Output the listing exactly, leaving out no line.
* * * * *
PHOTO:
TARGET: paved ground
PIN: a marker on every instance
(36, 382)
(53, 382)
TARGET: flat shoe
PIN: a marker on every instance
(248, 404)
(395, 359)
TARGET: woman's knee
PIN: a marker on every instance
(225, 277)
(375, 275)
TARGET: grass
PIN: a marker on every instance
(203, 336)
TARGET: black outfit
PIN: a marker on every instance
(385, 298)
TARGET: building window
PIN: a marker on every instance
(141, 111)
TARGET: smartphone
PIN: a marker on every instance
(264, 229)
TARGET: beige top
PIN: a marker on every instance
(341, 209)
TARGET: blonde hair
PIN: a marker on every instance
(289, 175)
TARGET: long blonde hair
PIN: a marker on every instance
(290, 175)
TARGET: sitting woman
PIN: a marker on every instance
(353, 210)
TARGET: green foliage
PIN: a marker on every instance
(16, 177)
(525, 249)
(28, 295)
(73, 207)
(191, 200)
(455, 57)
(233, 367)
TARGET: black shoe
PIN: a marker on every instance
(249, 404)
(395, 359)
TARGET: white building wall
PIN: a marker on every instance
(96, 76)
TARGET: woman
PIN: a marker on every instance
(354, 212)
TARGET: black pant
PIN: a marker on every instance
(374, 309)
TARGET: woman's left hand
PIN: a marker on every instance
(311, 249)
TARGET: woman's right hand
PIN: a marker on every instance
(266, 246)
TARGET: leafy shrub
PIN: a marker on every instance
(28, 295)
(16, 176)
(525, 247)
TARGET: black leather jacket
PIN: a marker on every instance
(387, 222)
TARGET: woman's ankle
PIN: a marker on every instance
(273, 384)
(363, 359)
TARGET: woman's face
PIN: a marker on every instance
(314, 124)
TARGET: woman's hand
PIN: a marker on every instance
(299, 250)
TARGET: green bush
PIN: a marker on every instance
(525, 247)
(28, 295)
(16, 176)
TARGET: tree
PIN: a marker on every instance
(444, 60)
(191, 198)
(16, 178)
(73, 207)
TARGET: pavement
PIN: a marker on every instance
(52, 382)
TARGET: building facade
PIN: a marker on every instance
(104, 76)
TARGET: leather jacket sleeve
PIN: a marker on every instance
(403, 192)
* * * * *
_SOLUTION_
PHOTO:
TARGET: paved ground
PIN: a marker on every instance
(36, 382)
(53, 382)
TARGET: flat shoe
PIN: a marker on every instance
(248, 404)
(395, 359)
TARGET: woman's knee
PIN: a marker on every instance
(225, 277)
(375, 275)
TARGET: grass
PIN: a marker on every instance
(203, 336)
TARGET: black outfit
PIN: a marker on every instance
(385, 298)
TARGET: building window
PIN: a marker on every instance
(141, 111)
TARGET: smartphone
PIN: a marker on every instance
(264, 229)
TARGET: beige top
PIN: a marker on every instance
(341, 209)
TARGET: blonde hair
PIN: a marker on every instance
(289, 175)
TARGET: long blonde hair
PIN: a marker on every instance
(290, 175)
TARGET: sitting woman
PIN: a marker on every instance
(353, 210)
TARGET: green foliage
PIN: a marker on every instance
(16, 177)
(525, 249)
(28, 295)
(73, 207)
(191, 200)
(455, 57)
(233, 367)
TARGET: black shoe
PIN: a marker on every instance
(249, 404)
(395, 359)
TARGET: white building wall
PIN: a marker on every instance
(96, 76)
TARGET: woman
PIN: a marker on every instance
(354, 212)
TARGET: black pant
PIN: a marker on every instance
(374, 309)
TARGET: woman's left hand
PIN: a marker on every instance
(311, 249)
TARGET: woman's right hand
PIN: a marker on every instance
(266, 246)
TARGET: leafy shrub
PIN: a marker on every instance
(28, 295)
(16, 176)
(525, 247)
TARGET: black leather jacket
PIN: a marker on every instance
(387, 222)
TARGET: woman's ankle
PIN: a marker on every instance
(273, 384)
(363, 359)
TARGET: woman's face
PIN: a marker on every instance
(314, 124)
TARGET: woman's hand
PIN: a marker on every instance
(299, 250)
TARGET: green bush
PIN: a marker on every instance
(525, 247)
(28, 295)
(16, 176)
TARGET: tree
PIN: a marker on every instance
(444, 60)
(191, 198)
(16, 178)
(73, 207)
TARGET: pavement
PIN: a marker on every instance
(52, 382)
TARGET: building facade
PIN: a marker on every instance
(104, 76)
TARGET: leather jacket sleeve
PIN: a marker on every instance
(403, 192)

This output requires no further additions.